◆ **やること A**:
ブラック企業についての文章を読んで、次の問いに答えてください。
(i) 新卒で入った会社をすぐ辞めると、何というカードが無駄になると言われていますか。
(ii) 誰かが辞めたとき、次に出てくる人は何と言うとされていますか。
(iii) 本当に「良い人」は、会社でどんな立場に止まるとされていますか。
◆ **やること B**: ブラック企業についての文章のうち、「彼らは辞めたい人の表情、体調」で始まり「などの酷い目に遭っています。」までの部分を、そのまま書き写してください。
◆ **やること C**: ブラック企業についての文章を、最後の文の後から続けて書いてください。

◆ **元の文章**:
=-=-=

ネットで「ブラック企業でも三年間は我慢しろ!」なる論が議論になっているようです。新卒で入った会社の場合、すぐに辞めてしまうと新卒というカードが無駄になる、堪え性がないと思われるので損だ、転職先がないぞ等々の意見があるようです。
それをいうのは、経営者だったり、雇われ人(社会人とは、要するに誰かに雇われている奉公人に過ぎないのであります)を何十年もやっている中年や熟年であったり、老人であったりするようです。
しかし、ブラック企業などいても良いことは何もありません。少しでも嫌だと思ったらその日にでも辞めるのが正解です。
経営者や管理者が「すぐ辞めるのは良くない」というのは当たり前です。すぐに辞められてしまうと、次の人を探すのも雇うのも面倒ですし、職場の士気がさがります。誰かが辞めたとなったら、次に「俺も俺も」という人が出てくるのもよくあることです。
辞めたくなる何かがあるからです。
それは安い給料であったり、ボロいオフィスであったり、残業代がつかない無償労働、飲み会が多い、サボってばかりの上司、年功序列等々様々な理由です。会社にやりたいことがない場合もあります。入ってみたらナンカ違ってたということもよくあります。同僚と気が合わないというのもあります。
注意しなければならないのは、経営者や管理者というのは、大抵の場合は自分のことしか考えていないズルい人間だということです。面倒だから「辞めると面倒くさいよ」「行き先ないよ」「せめて基礎的なスキルは身につけようよ」というのです。
彼らは辞めたい人の表情、体調、本当にやりたいこと、周囲との関係、そんなものはみていません。見ているのは自分のボーナスが増えるかどうか、休みを取れるかどうか、面倒くさい作業は他人に投げられるかどうか、会社の株価が上がったかどうか、利益率が高くなったかどうかです。
そもそも管理者や経営者になる人間には、「良い人」はあまりいません。「良い人」だったら、周囲を蹴り落として昇進したり、競合を出し抜いて会社を大きくするようなことはできませんから。「良い人」そうに見える人でも、何らかのずる賢さを持っています。アグレッシブに見えないだけです。
本当に「良い人」は、課長や係長止まりか、万年平社員です。もしくは、どこかで落とし穴にハマって、左遷や転籍などの酷い目に遭っています。
勤め人の皆さんは、偉い経営者の出した本をありがたがって読んだりしていますが、実際に会ってみると、最悪な人柄だったりします。これは芸能人とか各種有名人も同じです。テレビに出ているような人は人格が最悪だったりします。最悪だから競争に勝てるのです。
上司や経営者はチンコ頭様です。お脳には脳みその代わりにチンコ様が入ってるのですから、そんな人間があなたのキャリアプランなぞ考慮しているわけはありません。

=-=-=

データの項目:
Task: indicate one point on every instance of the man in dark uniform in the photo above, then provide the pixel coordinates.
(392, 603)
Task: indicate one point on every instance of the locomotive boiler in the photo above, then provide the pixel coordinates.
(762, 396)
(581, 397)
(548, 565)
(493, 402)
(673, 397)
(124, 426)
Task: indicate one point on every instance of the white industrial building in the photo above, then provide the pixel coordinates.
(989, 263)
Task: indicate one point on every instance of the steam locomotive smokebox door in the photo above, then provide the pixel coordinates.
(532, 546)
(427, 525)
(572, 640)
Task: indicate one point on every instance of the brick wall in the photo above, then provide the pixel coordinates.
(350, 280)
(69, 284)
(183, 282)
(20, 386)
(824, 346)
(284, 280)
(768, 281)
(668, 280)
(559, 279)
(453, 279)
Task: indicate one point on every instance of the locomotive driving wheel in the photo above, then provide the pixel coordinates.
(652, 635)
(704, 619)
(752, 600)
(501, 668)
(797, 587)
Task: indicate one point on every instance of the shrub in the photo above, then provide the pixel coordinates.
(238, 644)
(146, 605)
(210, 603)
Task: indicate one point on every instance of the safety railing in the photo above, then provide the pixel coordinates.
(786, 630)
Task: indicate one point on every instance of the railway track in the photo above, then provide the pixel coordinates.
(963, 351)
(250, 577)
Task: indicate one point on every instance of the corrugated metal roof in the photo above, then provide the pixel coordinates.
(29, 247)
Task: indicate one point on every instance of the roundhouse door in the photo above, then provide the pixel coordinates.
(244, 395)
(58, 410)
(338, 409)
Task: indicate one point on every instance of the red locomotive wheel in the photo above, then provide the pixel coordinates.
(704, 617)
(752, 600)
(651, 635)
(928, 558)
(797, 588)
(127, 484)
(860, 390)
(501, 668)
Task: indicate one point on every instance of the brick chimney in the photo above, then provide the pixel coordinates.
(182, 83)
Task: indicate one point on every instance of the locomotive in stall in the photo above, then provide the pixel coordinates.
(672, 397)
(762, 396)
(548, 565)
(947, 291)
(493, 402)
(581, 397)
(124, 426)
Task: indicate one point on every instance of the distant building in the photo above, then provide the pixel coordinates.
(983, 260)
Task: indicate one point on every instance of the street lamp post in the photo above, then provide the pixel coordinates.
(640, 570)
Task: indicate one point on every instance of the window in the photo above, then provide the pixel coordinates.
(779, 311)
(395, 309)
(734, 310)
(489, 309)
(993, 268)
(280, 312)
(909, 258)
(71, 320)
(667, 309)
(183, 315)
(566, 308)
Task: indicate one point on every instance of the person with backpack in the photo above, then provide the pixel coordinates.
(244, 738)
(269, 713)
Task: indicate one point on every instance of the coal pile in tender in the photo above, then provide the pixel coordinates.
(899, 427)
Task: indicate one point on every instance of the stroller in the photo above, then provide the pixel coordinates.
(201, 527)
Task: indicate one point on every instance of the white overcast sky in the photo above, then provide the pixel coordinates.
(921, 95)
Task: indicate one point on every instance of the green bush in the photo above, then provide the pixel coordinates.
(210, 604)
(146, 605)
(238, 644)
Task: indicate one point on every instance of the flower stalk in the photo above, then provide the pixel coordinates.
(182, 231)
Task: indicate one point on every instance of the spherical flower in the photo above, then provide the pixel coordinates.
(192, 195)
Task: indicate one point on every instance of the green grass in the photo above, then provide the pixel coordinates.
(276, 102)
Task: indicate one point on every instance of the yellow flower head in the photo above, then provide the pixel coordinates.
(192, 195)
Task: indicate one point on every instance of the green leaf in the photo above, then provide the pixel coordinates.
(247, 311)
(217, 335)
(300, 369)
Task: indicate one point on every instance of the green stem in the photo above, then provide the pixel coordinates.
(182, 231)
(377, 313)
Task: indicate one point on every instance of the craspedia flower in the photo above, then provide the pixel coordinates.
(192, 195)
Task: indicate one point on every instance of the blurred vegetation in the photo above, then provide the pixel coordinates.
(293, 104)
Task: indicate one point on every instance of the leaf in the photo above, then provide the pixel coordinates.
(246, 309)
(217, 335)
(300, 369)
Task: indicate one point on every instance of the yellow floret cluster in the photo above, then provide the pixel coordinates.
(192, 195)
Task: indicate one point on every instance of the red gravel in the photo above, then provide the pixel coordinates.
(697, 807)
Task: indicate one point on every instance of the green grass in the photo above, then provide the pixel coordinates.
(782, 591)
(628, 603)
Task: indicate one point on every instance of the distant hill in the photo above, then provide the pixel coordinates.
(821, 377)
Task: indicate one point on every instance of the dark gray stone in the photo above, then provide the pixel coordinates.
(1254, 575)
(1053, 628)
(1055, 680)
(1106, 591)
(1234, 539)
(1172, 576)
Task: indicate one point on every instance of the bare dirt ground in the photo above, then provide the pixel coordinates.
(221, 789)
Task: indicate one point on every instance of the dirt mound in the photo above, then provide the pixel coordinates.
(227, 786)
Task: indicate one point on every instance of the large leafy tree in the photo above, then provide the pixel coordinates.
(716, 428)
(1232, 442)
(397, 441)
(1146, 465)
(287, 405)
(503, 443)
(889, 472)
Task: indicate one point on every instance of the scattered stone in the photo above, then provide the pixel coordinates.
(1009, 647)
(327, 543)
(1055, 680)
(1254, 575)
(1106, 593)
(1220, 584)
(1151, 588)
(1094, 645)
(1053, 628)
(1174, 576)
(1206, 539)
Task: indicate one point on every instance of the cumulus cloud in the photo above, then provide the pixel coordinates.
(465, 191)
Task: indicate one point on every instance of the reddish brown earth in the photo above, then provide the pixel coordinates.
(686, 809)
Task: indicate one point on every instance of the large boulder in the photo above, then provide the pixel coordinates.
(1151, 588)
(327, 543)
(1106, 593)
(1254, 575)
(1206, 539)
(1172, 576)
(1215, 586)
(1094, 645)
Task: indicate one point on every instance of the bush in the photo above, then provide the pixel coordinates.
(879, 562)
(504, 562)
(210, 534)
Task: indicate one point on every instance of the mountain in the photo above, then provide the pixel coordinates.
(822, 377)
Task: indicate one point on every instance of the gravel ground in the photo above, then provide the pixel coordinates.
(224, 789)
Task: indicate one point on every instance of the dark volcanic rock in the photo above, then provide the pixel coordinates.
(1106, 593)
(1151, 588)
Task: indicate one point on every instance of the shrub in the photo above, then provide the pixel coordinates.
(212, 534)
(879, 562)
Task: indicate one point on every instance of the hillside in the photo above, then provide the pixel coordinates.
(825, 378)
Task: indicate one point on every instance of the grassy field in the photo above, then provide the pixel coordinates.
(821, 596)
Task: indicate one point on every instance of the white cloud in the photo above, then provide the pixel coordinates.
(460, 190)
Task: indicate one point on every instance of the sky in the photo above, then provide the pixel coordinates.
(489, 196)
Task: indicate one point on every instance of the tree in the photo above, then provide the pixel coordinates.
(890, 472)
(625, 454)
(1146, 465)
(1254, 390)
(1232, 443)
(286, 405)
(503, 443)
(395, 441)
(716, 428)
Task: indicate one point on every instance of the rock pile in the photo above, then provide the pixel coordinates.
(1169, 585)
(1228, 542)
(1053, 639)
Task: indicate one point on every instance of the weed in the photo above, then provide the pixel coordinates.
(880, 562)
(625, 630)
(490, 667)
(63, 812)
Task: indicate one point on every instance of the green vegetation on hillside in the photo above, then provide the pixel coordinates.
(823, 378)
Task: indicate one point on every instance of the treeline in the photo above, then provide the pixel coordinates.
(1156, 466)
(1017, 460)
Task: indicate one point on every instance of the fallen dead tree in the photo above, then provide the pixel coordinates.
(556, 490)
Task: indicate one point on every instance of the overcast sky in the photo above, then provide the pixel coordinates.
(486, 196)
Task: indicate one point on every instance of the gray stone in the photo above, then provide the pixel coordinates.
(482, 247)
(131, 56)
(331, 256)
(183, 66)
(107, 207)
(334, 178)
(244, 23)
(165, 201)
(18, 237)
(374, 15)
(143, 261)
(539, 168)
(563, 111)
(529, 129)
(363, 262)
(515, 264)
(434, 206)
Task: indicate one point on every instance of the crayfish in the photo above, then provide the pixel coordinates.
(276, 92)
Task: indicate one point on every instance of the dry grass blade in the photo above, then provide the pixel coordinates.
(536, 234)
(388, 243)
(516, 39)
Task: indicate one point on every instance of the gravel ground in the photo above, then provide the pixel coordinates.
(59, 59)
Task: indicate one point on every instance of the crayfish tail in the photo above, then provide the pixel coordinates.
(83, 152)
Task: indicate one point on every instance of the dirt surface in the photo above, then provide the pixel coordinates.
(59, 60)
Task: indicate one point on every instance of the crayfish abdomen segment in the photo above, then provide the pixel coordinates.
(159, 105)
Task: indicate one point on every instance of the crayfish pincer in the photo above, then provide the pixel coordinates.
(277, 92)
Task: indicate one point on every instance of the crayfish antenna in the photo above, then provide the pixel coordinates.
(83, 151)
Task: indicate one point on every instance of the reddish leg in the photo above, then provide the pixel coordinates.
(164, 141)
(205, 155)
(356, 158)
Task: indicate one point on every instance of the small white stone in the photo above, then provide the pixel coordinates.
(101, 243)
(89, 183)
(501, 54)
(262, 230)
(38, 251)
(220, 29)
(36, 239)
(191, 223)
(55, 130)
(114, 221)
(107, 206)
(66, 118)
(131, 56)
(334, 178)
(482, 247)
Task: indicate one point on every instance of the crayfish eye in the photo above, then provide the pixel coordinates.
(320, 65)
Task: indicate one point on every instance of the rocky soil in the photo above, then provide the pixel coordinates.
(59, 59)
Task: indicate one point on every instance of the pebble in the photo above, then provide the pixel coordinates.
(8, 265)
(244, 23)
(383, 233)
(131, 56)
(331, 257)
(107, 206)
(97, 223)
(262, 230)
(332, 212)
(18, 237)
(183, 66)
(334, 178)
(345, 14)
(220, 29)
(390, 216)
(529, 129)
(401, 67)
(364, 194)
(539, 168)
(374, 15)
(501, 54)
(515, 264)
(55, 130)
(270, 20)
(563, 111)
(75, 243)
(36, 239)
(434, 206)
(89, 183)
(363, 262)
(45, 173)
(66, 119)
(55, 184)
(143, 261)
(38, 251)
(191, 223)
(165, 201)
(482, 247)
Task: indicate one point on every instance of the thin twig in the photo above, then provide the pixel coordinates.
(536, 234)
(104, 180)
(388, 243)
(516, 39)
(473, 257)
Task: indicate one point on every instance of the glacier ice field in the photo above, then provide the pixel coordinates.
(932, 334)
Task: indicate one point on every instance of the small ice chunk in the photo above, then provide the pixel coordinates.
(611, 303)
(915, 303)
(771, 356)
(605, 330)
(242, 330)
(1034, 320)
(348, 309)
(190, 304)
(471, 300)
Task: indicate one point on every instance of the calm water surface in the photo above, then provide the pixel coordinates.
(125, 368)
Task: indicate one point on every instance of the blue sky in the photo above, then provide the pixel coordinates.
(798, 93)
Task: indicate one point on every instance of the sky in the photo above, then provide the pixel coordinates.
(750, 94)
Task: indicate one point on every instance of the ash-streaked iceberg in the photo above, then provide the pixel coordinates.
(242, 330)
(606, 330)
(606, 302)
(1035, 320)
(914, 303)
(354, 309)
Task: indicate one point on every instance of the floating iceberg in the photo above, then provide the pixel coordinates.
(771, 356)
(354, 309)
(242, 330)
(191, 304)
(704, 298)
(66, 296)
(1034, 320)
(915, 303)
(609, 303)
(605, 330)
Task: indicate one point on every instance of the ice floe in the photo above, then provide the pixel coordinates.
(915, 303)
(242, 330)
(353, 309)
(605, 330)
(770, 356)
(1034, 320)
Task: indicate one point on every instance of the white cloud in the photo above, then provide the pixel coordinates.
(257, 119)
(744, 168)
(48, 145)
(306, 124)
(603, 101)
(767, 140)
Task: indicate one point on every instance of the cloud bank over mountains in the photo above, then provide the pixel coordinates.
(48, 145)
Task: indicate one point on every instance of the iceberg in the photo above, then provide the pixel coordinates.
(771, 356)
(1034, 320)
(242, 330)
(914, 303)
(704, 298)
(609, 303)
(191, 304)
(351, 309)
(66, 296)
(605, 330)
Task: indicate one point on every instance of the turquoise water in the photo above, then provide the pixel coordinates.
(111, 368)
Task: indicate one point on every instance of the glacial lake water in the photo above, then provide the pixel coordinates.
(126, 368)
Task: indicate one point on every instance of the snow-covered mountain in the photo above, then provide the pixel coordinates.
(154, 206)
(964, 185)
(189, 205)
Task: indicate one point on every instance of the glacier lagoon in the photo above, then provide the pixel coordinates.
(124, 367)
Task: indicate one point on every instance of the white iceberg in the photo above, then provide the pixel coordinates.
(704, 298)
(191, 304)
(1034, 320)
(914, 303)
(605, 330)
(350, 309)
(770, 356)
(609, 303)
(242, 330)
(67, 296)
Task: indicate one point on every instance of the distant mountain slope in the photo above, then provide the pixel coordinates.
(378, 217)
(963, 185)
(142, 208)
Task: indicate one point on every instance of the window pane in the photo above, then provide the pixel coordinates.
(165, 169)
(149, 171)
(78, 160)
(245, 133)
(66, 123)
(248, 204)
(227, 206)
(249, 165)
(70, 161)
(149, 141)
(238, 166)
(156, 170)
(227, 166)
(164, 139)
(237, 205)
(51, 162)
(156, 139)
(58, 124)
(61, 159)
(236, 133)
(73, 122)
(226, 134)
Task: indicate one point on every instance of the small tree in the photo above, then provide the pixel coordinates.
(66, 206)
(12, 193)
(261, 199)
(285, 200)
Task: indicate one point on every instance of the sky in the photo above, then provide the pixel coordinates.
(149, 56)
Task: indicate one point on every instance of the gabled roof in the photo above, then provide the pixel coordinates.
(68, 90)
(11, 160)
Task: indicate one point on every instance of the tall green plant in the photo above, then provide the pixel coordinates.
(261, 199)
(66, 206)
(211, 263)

=-=-=

◆ **答え A**:
(i) 新卒というカード
(ii) 「俺も俺も」
(iii) 課長や係長止まりか、万年平社員

◆ **答え B**:
彼らは辞めたい人の表情、体調、本当にやりたいこと、周囲との関係、そんなものはみていません。見ているのは自分のボーナスが増えるかどうか、休みを取れるかどうか、面倒くさい作業は他人に投げられるかどうか、会社の株価が上がったかどうか、利益率が高くなったかどうかです。
そもそも管理者や経営者になる人間には、「良い人」はあまりいません。「良い人」だったら、周囲を蹴り落として昇進したり、競合を出し抜いて会社を大きくするようなことはできませんから。「良い人」そうに見える人でも、何らかのずる賢さを持っています。アグレッシブに見えないだけです。
本当に「良い人」は、課長や係長止まりか、万年平社員です。もしくは、どこかで落とし穴にハマって、左遷や転籍などの酷い目に遭っています。

◆ **答え C**:
中年、熟年、老人が「石の上にも3年。3年は我慢しなさい」というのには理由があります。それは彼らが、世の中のスピードが遅い頃に働き始めた、もしくは現役だったからです。
かつての日本は新卒で会社に入れば、多くの会社ではキャリアプランが約束されていました。メッタなことでは首にならず、長くいればいるほど給料が上がり、定年まで勤め上げれば退職金がもらえ、配属先は会社が考えてくれて、外で売りになる特殊技能、自営になれるような尖った能力がなくても、上司の言うことを忠実に聞いて、いざこざを起こさず、会社の行事には積極的に参加して調和を重視し、休みを取らず、就業後も同僚や上司と無駄話しをしながらヤクルトジョアを飲んでいれば「彼はナンカいい人だよね」と評価される仕組みでした。
ポイントは「ナンカいい」です。感じが良ければ業績評価も何もそんなものは適当にでっち上げてくださいます。
こういう仕組みだと3年我慢には意味がありました。会社の年次のサイクルを学び、3年もいれば周りも慣れてくれて人脈もできるし、まあ辞めなくてもいいかな、という気分になってくるからです。
しかし今やビジネスの環境は数年どころか数ヶ月単位でかわります。日本の職場だって激しいグローバル競争にさらされているので、会社の「計画」だってコロコロかわります。その上少子高齢化ですから、日本の国内市場はお先真っ暗です。作ってりゃ売れるという時代は終わったので、海外との競争だって死にものぐるいです。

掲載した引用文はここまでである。